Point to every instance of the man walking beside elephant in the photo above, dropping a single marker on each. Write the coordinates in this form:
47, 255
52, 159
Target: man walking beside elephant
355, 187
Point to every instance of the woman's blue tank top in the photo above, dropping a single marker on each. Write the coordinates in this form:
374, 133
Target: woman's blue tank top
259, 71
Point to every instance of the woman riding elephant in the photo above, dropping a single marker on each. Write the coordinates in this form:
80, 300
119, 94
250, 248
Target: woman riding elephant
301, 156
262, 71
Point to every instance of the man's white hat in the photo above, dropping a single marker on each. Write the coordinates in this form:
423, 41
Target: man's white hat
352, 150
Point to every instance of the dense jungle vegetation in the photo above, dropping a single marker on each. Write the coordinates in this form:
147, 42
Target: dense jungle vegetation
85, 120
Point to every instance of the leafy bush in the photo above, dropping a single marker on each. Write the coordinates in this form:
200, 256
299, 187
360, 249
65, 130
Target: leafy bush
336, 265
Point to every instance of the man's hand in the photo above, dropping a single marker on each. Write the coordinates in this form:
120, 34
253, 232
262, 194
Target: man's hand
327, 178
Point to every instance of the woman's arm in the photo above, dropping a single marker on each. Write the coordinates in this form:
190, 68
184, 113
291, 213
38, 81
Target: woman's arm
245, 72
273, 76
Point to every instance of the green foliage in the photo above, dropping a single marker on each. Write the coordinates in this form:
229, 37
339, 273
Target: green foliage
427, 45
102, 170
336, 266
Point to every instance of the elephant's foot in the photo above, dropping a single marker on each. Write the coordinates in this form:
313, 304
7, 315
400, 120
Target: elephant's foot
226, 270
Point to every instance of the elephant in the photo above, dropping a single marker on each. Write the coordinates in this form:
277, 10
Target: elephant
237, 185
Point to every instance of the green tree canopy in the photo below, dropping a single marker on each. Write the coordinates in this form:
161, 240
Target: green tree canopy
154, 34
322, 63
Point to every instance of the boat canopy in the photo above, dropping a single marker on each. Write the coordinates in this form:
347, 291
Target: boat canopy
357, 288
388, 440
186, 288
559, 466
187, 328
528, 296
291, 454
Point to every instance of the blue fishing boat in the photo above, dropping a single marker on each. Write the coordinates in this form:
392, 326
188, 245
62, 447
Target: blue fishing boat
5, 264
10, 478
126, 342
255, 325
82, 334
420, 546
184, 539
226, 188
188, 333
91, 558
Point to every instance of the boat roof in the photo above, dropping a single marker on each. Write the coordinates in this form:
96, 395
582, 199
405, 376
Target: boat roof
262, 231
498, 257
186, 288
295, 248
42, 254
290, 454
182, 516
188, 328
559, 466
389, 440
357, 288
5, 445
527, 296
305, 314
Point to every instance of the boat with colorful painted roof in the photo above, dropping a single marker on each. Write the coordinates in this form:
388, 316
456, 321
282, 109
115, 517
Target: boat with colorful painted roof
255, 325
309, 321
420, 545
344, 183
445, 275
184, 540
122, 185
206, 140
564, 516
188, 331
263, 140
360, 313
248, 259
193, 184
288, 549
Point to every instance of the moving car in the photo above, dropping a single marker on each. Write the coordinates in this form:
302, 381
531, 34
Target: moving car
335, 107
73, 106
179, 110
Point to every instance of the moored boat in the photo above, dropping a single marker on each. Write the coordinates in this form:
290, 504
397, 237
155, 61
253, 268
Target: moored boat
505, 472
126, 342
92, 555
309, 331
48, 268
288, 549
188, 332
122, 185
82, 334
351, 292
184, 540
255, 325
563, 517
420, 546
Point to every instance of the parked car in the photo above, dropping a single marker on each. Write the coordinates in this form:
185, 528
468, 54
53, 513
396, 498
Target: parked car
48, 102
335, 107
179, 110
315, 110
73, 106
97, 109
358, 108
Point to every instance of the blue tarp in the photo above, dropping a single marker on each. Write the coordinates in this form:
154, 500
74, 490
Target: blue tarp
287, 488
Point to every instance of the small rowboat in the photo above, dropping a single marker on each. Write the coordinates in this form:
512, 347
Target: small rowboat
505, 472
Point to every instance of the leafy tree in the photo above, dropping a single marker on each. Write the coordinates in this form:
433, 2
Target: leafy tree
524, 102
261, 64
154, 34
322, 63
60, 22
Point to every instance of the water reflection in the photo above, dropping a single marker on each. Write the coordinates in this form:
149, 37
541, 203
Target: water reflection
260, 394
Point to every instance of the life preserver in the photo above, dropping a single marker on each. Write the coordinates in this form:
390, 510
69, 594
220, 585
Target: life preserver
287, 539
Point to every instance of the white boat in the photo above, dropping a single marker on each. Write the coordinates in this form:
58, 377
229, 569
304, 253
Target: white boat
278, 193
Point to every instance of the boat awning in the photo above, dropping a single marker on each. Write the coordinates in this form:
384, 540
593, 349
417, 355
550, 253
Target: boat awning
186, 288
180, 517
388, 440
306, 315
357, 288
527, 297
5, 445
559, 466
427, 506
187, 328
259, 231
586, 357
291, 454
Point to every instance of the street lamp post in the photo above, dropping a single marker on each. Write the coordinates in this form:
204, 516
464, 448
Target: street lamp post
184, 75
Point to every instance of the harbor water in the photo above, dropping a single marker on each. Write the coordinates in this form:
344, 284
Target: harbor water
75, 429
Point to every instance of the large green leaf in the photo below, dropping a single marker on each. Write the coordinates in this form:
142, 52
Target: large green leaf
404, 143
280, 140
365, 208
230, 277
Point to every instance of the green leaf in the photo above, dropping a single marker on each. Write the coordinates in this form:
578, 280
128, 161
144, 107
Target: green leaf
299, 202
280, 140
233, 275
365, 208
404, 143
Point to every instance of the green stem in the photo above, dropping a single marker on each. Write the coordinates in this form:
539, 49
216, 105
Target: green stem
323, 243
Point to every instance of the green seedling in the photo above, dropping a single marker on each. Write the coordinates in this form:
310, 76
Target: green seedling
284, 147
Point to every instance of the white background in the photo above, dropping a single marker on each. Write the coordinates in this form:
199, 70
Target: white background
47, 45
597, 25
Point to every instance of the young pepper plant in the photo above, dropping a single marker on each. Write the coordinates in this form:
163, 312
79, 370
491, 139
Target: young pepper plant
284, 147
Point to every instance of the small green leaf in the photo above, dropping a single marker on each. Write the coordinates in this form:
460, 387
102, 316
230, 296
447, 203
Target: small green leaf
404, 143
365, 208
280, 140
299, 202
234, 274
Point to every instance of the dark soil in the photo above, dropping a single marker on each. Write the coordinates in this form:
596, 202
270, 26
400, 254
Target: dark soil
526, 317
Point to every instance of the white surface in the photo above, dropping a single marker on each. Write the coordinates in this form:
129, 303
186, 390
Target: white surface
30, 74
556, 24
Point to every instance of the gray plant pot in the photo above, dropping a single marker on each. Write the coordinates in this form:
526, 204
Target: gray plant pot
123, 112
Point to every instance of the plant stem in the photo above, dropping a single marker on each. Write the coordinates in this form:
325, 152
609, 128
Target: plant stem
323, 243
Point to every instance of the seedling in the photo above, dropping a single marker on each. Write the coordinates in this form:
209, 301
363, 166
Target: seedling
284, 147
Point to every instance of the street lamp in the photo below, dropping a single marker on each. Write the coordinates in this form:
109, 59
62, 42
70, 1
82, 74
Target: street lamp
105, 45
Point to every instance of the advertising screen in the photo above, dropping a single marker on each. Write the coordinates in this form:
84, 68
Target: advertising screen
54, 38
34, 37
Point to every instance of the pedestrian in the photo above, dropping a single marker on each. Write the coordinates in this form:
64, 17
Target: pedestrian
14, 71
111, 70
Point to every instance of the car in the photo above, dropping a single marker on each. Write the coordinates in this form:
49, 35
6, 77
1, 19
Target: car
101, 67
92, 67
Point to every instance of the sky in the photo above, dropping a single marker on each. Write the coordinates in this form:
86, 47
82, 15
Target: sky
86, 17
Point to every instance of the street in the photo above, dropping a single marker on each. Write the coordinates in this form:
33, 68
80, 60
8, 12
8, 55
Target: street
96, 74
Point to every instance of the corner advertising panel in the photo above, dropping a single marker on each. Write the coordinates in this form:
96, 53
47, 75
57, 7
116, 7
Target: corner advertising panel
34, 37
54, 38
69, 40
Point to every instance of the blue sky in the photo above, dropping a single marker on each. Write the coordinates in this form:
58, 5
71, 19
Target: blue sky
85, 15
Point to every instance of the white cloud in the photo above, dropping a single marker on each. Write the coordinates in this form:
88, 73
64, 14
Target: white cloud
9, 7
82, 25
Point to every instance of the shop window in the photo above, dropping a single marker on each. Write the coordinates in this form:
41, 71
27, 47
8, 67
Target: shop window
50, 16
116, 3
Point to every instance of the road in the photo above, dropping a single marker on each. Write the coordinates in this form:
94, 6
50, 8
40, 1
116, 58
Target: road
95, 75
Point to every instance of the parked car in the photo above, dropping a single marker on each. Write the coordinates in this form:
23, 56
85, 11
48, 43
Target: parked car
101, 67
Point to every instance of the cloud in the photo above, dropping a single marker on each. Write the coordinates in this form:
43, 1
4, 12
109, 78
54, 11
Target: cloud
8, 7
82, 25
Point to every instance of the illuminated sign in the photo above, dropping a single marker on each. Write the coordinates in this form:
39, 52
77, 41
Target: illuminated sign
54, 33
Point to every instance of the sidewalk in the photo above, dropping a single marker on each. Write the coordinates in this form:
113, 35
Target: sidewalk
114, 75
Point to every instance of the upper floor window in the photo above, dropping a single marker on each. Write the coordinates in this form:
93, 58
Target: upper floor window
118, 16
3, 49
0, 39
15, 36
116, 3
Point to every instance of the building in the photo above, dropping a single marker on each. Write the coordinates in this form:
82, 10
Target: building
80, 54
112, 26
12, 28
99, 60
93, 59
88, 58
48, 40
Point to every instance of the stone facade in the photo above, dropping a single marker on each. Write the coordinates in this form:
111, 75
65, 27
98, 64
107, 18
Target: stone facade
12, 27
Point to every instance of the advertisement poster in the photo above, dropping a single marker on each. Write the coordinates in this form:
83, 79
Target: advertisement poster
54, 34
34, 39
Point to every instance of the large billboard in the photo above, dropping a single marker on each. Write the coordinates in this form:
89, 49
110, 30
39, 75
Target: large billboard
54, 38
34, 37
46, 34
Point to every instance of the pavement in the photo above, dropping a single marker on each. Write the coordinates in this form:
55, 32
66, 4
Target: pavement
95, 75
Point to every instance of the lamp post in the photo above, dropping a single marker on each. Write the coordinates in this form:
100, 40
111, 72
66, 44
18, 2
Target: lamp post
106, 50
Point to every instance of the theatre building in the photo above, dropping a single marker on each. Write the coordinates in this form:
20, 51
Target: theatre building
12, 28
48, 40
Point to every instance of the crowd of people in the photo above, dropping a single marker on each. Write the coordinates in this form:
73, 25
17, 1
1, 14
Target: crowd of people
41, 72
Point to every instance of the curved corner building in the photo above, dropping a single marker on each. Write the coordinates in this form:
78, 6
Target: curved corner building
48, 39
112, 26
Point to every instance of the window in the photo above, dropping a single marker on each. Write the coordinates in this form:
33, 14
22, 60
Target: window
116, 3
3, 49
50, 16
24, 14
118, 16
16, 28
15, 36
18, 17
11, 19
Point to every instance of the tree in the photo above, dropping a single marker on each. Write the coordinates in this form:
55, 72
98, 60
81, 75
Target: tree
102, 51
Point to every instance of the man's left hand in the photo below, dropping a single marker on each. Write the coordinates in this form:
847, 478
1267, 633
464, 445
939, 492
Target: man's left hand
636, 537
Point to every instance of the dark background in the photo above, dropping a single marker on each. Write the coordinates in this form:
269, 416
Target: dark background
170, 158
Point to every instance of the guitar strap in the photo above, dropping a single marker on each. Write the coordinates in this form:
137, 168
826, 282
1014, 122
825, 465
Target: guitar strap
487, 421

--*--

## [Action item]
The lines from the beginning of the records through the line containing "Point to every instance of the green foliage" should be reproduced exactly. Include nothing else.

## [Problem solution]
Point to every instance of the man walking beside elephant in the photo above, dropping a single marker on each. Write the coordinates in this form:
47, 255
52, 159
Target: man walking beside elephant
355, 187
Point to every instance of the woman's blue tank top in the photo above, dropping a single marker on each. Write the coordinates in this form:
374, 133
Target: woman's blue tank top
259, 71
Point to every instance of the woman riding elephant in the photo above, dropping a single marker on each. Write the coordinates in this form:
80, 300
119, 94
250, 248
Target: woman riding elephant
301, 156
262, 71
Point to every instance of the man's white hat in the photo above, dropping a single marker on each. Write the coordinates in this form:
423, 41
Target: man's white hat
352, 150
Point to every instance of the dense jungle vegetation in the photo above, dropping a single marker on each. Write the coordinates in this form:
147, 42
Target: dense jungle vegetation
85, 120
Point to every instance of the leafy bush in the photo above, dropping a single marker on each. Write the coordinates in this form:
200, 256
299, 187
360, 249
65, 130
Target: leafy bush
336, 265
Point to every instance of the man's hand in the photo above, dropping a single marker on each. Write the coordinates in this form:
120, 34
253, 232
262, 194
Target: man's hand
327, 178
Point to every instance of the woman's arm in the photo above, dropping a single marker on each. Write the coordinates in this form:
190, 68
184, 113
291, 213
38, 81
Target: woman's arm
245, 72
273, 76
Point to every instance of the green foliage in the photo above, dropping a single marker on each. Write the coordinates in this form:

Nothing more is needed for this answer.